TASK REQUIREMENTS: Among the lines of this material, find those holding the word "glare" and report how many there are, with nothing added.

EXTRACTED MATERIAL:
++++++++
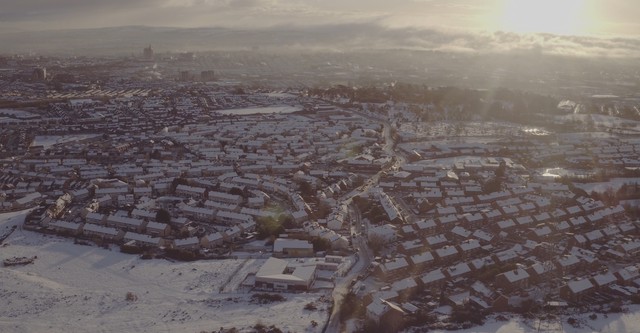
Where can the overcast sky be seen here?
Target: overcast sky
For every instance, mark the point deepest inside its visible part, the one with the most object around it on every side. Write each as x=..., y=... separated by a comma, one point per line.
x=576, y=17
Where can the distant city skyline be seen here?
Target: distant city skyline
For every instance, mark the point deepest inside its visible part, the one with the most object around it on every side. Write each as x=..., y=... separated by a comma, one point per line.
x=565, y=17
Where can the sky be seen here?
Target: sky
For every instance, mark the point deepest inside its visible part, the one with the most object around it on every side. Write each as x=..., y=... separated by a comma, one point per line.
x=602, y=18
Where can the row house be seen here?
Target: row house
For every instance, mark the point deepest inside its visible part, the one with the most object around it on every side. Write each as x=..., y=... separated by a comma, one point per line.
x=515, y=279
x=191, y=243
x=576, y=290
x=127, y=223
x=143, y=239
x=102, y=232
x=191, y=191
x=393, y=268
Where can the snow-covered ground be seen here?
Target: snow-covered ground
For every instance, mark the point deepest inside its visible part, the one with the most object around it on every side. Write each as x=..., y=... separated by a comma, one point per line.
x=467, y=129
x=612, y=323
x=49, y=140
x=614, y=184
x=266, y=109
x=76, y=288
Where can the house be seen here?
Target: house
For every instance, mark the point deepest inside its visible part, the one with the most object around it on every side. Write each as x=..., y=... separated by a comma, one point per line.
x=278, y=274
x=513, y=280
x=102, y=232
x=66, y=227
x=459, y=270
x=627, y=274
x=421, y=260
x=576, y=290
x=433, y=279
x=127, y=223
x=568, y=263
x=388, y=316
x=157, y=229
x=191, y=243
x=393, y=268
x=284, y=247
x=541, y=271
x=447, y=254
x=405, y=287
x=212, y=240
x=603, y=279
x=143, y=239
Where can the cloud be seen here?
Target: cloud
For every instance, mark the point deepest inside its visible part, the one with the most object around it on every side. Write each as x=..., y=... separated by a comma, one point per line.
x=345, y=36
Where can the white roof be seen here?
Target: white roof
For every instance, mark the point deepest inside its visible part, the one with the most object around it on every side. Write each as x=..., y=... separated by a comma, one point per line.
x=284, y=243
x=577, y=286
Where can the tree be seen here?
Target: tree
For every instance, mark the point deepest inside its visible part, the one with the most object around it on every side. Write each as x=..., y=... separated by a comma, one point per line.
x=163, y=216
x=320, y=244
x=376, y=243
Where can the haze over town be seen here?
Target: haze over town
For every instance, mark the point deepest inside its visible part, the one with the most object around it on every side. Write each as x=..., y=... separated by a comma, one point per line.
x=319, y=166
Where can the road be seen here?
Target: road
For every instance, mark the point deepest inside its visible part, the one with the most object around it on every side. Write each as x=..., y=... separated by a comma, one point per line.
x=365, y=254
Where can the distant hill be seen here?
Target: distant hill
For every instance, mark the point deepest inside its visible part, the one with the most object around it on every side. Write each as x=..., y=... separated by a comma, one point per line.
x=331, y=37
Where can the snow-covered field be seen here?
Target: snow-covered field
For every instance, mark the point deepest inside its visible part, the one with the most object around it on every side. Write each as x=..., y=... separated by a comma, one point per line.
x=49, y=140
x=76, y=288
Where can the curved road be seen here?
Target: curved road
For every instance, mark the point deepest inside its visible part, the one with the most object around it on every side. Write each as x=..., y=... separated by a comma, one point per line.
x=364, y=253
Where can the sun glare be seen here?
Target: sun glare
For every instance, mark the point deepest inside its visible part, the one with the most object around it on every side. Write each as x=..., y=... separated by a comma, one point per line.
x=565, y=17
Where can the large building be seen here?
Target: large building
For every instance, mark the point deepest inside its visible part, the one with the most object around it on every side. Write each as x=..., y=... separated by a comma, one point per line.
x=278, y=274
x=147, y=53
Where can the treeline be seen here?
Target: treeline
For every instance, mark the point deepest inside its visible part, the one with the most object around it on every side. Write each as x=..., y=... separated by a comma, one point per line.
x=458, y=103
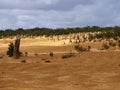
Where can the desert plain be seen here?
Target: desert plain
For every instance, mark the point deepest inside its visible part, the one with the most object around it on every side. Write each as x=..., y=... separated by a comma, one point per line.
x=93, y=70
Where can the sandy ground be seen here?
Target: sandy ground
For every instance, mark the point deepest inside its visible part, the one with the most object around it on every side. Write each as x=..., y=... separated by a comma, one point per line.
x=84, y=71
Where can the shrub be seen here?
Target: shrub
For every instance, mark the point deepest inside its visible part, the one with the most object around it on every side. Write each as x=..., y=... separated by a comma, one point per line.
x=26, y=53
x=68, y=55
x=89, y=47
x=23, y=61
x=10, y=50
x=80, y=48
x=113, y=44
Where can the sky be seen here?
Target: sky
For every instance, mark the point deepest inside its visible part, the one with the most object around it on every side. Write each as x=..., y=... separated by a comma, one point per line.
x=58, y=13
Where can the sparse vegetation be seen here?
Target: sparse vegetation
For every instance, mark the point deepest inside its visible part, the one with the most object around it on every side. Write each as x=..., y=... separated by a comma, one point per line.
x=105, y=46
x=68, y=55
x=10, y=50
x=23, y=61
x=51, y=54
x=79, y=48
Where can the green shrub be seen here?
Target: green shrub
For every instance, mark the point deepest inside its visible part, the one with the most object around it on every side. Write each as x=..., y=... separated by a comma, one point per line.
x=10, y=50
x=80, y=48
x=105, y=46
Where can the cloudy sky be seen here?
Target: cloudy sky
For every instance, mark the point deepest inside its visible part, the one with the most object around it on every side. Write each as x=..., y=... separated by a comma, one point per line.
x=58, y=13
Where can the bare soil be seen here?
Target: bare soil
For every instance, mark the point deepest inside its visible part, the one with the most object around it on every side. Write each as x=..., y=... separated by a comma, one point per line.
x=85, y=71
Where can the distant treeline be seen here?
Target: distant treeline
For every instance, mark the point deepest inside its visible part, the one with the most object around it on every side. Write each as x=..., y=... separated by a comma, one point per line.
x=106, y=32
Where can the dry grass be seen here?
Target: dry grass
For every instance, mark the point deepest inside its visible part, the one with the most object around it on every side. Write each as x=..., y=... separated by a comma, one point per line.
x=87, y=71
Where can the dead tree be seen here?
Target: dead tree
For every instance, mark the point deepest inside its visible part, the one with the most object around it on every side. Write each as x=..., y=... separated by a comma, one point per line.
x=16, y=47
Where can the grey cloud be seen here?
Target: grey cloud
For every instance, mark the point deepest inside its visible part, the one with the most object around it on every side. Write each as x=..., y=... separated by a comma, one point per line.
x=63, y=13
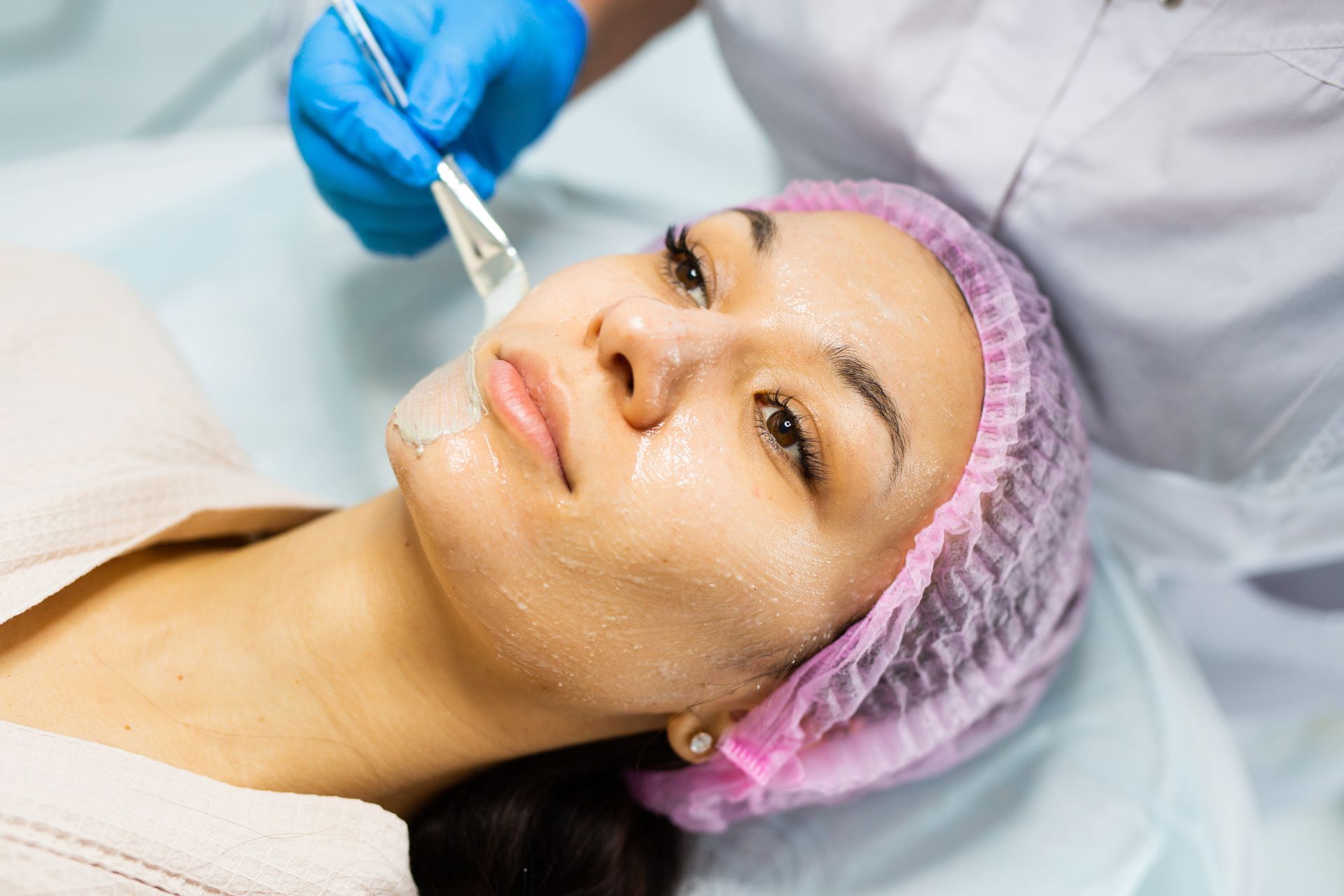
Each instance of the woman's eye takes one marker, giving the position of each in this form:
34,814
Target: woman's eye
780,424
783,426
687,273
683,267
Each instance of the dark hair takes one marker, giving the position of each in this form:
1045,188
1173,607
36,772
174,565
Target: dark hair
553,824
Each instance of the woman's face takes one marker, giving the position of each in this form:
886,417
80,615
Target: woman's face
749,429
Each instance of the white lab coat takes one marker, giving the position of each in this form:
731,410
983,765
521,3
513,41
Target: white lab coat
1174,174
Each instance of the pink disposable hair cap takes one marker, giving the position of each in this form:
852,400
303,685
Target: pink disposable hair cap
961,645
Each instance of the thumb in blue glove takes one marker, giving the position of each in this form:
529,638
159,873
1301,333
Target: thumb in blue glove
486,78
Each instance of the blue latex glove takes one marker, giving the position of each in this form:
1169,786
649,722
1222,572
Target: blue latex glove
484,77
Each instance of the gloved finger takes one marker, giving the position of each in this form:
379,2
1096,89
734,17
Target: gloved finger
398,244
369,216
336,169
482,179
458,64
337,94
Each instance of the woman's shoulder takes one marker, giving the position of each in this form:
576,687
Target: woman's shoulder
106,444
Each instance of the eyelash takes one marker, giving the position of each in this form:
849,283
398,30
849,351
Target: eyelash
680,251
809,461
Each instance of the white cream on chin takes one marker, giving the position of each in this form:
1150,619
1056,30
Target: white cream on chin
444,403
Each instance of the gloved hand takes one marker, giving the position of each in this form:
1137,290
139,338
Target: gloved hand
484,78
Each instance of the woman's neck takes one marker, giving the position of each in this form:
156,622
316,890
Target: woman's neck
326,660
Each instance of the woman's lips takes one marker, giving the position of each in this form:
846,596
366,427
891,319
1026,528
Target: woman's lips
511,400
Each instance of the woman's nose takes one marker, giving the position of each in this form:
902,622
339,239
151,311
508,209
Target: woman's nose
654,349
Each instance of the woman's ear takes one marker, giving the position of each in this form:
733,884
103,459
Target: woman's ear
696,731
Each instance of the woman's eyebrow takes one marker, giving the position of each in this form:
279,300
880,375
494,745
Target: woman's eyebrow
859,377
762,229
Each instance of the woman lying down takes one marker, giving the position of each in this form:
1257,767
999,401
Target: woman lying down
++++++++
SOLUTION TO THE EXERCISE: 2